→ WHAT IS BEING ASKED: Search the records for the word "small" and pick out every line that has it.

→ Stored records:
────────────────────────────────────────
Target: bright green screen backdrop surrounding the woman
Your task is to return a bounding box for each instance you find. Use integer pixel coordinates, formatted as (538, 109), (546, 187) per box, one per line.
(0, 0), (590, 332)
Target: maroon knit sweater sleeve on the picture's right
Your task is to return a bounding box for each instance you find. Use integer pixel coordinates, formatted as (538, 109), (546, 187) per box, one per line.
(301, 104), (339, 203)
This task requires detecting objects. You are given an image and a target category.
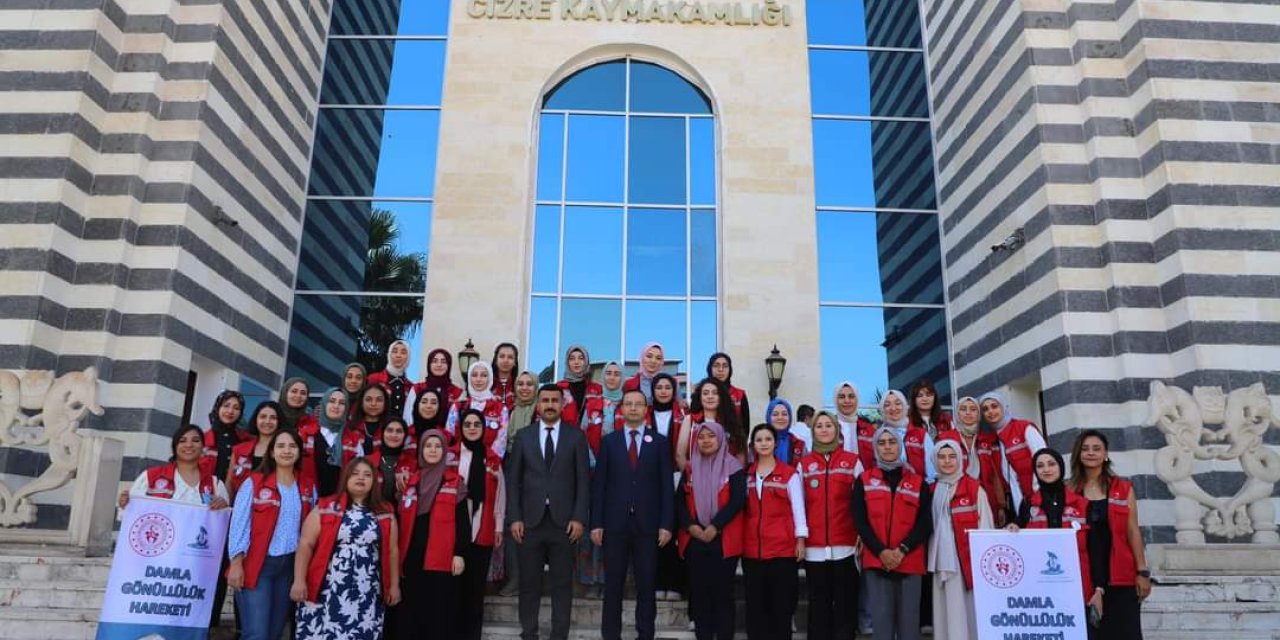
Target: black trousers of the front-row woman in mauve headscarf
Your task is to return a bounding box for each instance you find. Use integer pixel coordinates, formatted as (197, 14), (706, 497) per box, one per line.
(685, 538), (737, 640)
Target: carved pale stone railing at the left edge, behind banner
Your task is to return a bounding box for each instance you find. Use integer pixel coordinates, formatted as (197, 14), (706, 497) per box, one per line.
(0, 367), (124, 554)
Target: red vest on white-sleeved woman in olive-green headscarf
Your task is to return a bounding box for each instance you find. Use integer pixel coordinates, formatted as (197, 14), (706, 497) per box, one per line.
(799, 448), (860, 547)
────────────────────────────────────────
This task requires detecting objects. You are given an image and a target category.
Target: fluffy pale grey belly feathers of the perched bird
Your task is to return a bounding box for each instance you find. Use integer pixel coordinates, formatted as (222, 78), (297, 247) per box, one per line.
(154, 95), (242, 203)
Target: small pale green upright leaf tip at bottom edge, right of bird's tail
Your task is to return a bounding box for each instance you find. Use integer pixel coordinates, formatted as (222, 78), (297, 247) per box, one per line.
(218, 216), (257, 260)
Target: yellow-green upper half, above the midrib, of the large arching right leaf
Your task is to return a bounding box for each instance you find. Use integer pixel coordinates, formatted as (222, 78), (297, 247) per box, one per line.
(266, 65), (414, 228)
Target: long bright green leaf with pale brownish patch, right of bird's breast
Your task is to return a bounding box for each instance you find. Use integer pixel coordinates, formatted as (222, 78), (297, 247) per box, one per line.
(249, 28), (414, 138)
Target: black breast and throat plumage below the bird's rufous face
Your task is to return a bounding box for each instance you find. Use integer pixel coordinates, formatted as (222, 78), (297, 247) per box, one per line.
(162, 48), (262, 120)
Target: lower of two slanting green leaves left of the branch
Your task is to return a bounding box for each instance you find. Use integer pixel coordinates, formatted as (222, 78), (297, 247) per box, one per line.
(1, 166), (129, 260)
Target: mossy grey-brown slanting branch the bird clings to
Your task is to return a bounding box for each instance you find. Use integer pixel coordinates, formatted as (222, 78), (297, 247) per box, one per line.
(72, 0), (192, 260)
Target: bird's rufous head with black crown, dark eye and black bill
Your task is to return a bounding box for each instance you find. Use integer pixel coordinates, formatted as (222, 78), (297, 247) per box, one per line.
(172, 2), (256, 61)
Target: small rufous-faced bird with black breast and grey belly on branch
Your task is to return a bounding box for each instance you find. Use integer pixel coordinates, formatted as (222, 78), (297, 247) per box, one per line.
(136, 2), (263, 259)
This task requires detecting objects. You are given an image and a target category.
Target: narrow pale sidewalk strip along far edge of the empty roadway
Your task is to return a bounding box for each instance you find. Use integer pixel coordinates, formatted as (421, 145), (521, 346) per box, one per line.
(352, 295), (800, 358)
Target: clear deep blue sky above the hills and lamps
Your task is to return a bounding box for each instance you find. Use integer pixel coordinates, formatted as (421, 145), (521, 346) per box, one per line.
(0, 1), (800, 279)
────────────────────────────────────────
→ OUTPUT BELOW:
Target: small pale green upright leaf tip at bottom edge, right of bird's tail
Target: small rufous-faced bird with black breast and grey belly on branch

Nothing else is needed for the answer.